- _Do this_: The data follows this line. Copy verbatim the line with "the green stem" and each line after it to the end.

-------- Material supplied

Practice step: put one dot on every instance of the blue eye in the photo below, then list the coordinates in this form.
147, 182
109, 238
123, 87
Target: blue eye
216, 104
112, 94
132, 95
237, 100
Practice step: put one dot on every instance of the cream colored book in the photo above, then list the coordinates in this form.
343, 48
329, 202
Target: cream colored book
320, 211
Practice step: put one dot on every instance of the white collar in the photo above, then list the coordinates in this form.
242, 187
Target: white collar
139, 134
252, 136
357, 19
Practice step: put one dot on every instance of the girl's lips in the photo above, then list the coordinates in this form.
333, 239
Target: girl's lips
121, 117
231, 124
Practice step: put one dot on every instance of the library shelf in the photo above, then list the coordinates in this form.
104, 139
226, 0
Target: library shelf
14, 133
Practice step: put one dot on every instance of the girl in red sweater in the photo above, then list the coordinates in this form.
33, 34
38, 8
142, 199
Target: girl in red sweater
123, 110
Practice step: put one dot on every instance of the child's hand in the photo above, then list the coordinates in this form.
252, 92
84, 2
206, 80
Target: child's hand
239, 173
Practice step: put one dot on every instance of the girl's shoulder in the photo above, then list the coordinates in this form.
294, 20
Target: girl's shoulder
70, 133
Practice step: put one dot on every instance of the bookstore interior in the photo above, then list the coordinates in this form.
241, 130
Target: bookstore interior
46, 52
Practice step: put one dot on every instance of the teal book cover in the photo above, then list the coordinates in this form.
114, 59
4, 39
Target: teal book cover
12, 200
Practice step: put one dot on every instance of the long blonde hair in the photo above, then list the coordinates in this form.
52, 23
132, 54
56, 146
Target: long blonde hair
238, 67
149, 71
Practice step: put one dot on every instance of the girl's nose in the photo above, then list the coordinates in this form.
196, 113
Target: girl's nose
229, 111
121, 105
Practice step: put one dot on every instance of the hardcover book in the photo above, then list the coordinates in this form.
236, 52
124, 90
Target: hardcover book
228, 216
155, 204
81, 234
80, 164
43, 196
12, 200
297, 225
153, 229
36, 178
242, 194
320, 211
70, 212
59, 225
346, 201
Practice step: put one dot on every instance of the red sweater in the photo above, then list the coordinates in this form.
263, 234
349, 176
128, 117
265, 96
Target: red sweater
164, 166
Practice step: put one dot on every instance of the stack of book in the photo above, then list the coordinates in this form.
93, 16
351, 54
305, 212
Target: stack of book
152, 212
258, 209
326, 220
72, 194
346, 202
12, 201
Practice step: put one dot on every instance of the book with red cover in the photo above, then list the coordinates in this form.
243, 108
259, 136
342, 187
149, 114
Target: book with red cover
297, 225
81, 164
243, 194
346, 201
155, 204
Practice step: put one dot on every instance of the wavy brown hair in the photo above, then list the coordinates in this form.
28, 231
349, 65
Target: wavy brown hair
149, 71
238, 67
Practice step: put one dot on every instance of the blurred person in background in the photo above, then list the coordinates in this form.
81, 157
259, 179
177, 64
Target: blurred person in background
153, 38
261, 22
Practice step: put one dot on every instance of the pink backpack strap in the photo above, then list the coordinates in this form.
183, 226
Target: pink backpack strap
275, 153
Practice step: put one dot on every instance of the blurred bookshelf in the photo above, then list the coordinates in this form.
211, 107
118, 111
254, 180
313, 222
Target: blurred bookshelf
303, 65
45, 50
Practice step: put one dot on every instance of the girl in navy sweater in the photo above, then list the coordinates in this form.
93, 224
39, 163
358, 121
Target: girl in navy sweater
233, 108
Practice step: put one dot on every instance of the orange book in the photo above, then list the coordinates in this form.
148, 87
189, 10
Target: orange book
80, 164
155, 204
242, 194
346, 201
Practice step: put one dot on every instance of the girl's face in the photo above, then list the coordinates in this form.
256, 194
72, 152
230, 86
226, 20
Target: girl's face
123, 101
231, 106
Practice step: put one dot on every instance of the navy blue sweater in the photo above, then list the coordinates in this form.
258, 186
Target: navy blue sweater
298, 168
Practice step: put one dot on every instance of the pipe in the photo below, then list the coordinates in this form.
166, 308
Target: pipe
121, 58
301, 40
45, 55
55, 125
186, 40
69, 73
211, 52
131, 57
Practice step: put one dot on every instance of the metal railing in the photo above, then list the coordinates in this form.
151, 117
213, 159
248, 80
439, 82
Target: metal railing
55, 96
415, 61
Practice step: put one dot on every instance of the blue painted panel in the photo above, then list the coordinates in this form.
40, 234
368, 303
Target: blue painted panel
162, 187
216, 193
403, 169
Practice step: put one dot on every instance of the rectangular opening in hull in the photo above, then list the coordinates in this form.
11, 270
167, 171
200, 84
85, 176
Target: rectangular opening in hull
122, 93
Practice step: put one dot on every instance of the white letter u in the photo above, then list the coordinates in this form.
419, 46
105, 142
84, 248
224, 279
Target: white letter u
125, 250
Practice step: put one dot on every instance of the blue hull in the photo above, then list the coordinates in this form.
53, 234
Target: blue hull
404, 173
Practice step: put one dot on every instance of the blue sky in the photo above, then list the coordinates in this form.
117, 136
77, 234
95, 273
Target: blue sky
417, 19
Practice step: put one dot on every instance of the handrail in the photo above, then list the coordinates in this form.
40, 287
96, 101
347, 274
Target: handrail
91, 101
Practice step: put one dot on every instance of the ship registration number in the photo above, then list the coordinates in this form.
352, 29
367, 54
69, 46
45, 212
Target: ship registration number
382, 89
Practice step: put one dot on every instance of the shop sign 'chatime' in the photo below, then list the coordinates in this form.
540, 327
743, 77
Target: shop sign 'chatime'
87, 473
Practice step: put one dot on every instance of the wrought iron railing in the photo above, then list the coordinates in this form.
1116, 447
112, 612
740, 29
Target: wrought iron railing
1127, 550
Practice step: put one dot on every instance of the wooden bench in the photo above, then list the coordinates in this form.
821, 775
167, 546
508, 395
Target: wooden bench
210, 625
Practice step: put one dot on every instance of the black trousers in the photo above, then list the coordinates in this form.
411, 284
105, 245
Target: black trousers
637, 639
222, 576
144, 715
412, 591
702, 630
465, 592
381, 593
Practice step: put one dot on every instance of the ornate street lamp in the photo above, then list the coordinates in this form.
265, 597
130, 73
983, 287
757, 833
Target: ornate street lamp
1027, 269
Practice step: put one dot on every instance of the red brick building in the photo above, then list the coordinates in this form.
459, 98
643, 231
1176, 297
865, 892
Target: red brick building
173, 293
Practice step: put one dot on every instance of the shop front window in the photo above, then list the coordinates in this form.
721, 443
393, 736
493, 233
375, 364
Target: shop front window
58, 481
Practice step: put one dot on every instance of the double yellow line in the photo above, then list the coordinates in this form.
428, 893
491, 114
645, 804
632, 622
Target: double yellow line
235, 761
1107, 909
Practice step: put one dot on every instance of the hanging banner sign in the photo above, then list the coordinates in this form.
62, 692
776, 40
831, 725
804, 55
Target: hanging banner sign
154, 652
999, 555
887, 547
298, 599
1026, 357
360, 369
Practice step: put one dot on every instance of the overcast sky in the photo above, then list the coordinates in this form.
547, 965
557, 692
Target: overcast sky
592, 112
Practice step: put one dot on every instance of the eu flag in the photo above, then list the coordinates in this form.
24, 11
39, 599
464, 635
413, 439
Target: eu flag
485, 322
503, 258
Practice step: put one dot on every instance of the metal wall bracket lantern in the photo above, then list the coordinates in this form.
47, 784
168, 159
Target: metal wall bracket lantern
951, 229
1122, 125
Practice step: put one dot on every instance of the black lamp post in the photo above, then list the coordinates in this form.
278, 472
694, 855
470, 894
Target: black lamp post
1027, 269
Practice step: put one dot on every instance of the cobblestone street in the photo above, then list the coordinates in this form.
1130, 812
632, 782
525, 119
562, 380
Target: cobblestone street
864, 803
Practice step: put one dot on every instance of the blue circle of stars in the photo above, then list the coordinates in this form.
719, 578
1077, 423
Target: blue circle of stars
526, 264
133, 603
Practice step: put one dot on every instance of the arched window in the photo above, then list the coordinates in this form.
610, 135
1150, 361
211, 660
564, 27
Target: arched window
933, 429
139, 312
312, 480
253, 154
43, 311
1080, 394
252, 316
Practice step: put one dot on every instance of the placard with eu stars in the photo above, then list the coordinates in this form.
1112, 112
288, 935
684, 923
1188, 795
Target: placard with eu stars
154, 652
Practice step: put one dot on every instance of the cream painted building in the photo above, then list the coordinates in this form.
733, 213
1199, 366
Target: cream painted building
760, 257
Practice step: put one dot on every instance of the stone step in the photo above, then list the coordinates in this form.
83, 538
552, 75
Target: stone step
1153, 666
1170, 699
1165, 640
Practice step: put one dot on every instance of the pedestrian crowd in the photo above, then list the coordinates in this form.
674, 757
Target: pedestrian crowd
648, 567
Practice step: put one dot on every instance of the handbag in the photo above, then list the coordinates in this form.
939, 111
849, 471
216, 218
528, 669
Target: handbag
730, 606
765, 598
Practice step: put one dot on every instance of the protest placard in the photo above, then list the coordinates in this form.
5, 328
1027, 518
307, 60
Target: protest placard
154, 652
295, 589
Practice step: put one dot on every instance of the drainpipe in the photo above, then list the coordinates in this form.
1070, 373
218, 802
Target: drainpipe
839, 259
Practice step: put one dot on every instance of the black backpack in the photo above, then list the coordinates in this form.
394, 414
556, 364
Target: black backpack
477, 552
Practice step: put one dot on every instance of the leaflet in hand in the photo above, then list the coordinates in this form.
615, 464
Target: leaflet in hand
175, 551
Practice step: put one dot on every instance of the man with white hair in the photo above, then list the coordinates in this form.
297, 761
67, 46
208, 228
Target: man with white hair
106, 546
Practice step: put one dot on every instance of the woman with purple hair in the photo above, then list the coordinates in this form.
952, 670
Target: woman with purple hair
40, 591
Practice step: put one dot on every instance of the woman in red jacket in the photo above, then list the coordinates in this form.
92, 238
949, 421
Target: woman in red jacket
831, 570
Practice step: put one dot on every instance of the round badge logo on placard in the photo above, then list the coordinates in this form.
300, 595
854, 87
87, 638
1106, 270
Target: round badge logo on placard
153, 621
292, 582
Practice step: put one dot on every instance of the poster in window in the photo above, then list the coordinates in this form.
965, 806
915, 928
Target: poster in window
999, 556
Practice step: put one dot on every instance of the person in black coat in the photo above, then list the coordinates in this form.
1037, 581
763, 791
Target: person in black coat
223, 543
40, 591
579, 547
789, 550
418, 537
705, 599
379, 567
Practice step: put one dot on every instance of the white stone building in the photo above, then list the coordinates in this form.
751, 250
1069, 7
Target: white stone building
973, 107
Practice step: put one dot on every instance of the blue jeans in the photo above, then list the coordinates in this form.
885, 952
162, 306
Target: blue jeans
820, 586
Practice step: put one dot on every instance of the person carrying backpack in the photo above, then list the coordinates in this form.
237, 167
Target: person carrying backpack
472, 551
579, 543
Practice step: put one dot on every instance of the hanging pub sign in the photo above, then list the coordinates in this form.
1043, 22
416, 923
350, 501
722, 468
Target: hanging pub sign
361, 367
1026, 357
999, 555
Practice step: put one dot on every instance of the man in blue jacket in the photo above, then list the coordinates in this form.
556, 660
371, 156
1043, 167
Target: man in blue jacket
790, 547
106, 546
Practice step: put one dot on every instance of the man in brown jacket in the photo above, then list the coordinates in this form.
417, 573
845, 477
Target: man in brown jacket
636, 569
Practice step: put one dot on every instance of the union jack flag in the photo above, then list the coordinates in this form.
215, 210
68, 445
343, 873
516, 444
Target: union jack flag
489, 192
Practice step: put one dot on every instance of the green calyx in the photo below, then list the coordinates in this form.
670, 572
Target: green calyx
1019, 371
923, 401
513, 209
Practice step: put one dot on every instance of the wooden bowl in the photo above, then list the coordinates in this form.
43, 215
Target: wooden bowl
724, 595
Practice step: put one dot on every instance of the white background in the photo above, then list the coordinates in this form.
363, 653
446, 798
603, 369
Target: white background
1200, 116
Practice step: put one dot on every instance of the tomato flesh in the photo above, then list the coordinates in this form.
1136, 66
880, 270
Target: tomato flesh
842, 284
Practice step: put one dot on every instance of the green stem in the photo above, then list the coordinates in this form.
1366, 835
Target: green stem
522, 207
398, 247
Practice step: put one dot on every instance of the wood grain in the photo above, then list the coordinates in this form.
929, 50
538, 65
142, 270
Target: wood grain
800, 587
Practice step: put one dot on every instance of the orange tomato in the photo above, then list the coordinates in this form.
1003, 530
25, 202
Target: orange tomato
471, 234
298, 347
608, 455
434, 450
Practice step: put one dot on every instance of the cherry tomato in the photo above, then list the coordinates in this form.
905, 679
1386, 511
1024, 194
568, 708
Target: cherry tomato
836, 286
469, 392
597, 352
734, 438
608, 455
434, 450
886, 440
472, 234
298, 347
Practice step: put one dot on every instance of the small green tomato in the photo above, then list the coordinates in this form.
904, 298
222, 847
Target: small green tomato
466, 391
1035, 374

----------------

- _Result_:
Practice step: put one dot on every instance of the green stem in the photo above, then list the coordinates in this form.
1366, 835
Target: green stem
522, 207
398, 247
Practice step: put one dot on every instance of the wood grain in the photo above, then list the coordinates in this form.
929, 50
538, 65
142, 270
Target: wood grain
800, 587
Practice step: put one dot on every instance of the orange tomato in the photo above, then list the coordinates in this form.
1003, 530
25, 202
Target: orange tomato
471, 234
298, 347
608, 455
434, 450
Practice step: put one dot on every instance of the cherry tomato in the photo above, then list the coordinates in this form.
905, 679
1386, 511
1024, 194
568, 708
Target: cherry tomato
836, 286
469, 392
597, 352
734, 438
608, 455
434, 450
886, 440
472, 234
298, 347
Practice step: put one dot on every instance of the small green tomato in the photo above, then list the coordinates in this form.
904, 298
222, 847
Target: small green tomato
466, 391
1035, 374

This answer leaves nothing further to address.